Each line from the one that holds "positive clicks: (91, 38) (96, 44)" to the end of the entries is to be given again exactly. Do not include pictures.

+++ GIVEN DATA +++

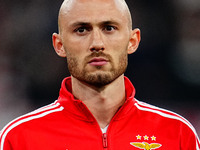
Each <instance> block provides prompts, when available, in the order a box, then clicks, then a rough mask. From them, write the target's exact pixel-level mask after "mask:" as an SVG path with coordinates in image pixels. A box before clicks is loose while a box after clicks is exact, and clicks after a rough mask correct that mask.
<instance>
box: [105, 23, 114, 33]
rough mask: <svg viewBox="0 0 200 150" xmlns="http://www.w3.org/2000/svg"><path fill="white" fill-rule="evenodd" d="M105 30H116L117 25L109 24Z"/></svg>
mask: <svg viewBox="0 0 200 150" xmlns="http://www.w3.org/2000/svg"><path fill="white" fill-rule="evenodd" d="M104 30H105V31H108V32H110V31H113V30H116V27H114V26H111V25H107V26H106V27H105V29H104Z"/></svg>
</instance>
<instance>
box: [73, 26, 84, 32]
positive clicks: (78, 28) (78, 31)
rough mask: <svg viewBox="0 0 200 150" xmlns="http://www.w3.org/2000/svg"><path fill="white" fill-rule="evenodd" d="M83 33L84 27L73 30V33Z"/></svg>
mask: <svg viewBox="0 0 200 150" xmlns="http://www.w3.org/2000/svg"><path fill="white" fill-rule="evenodd" d="M85 31H86V28H85V27H79V28H77V29H75V32H78V33H83V32H85Z"/></svg>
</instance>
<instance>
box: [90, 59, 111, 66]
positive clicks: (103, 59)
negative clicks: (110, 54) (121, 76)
mask: <svg viewBox="0 0 200 150" xmlns="http://www.w3.org/2000/svg"><path fill="white" fill-rule="evenodd" d="M107 63H108V60H107V59H105V58H99V57H95V58H92V59H91V60H90V61H89V64H90V65H92V66H103V65H106V64H107Z"/></svg>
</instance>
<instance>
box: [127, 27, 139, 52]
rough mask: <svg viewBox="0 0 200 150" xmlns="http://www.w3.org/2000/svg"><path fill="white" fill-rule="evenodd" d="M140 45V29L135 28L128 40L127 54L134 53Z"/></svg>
mask: <svg viewBox="0 0 200 150" xmlns="http://www.w3.org/2000/svg"><path fill="white" fill-rule="evenodd" d="M139 43H140V29H138V28H136V29H134V30H132V31H131V36H130V40H129V46H128V54H132V53H134V52H135V51H136V50H137V48H138V46H139Z"/></svg>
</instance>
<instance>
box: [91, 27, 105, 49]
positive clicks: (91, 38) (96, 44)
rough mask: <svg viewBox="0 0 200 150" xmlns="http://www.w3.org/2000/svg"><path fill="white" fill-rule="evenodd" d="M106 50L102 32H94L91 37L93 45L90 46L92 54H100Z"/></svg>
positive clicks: (98, 30)
mask: <svg viewBox="0 0 200 150" xmlns="http://www.w3.org/2000/svg"><path fill="white" fill-rule="evenodd" d="M104 49H105V46H104V42H103V37H102V34H101V31H99V30H98V29H97V30H93V33H92V36H91V45H90V51H91V52H94V51H96V52H98V51H103V50H104Z"/></svg>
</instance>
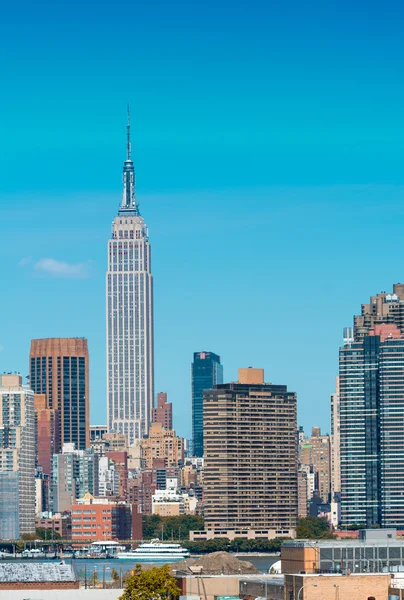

+++

[RESPONSE TO THE EXERCISE]:
positive clicks: (91, 38) (96, 44)
rough mask: <svg viewBox="0 0 200 150" xmlns="http://www.w3.org/2000/svg"><path fill="white" fill-rule="evenodd" d="M106 50L102 32H94L91 37L93 45L90 46L92 54H100Z"/></svg>
positive clicks: (98, 30)
mask: <svg viewBox="0 0 200 150" xmlns="http://www.w3.org/2000/svg"><path fill="white" fill-rule="evenodd" d="M104 49H105V46H104V42H103V37H102V34H101V31H99V30H98V29H97V30H93V33H92V36H91V45H90V51H91V52H94V51H96V52H98V51H103V50H104Z"/></svg>
</instance>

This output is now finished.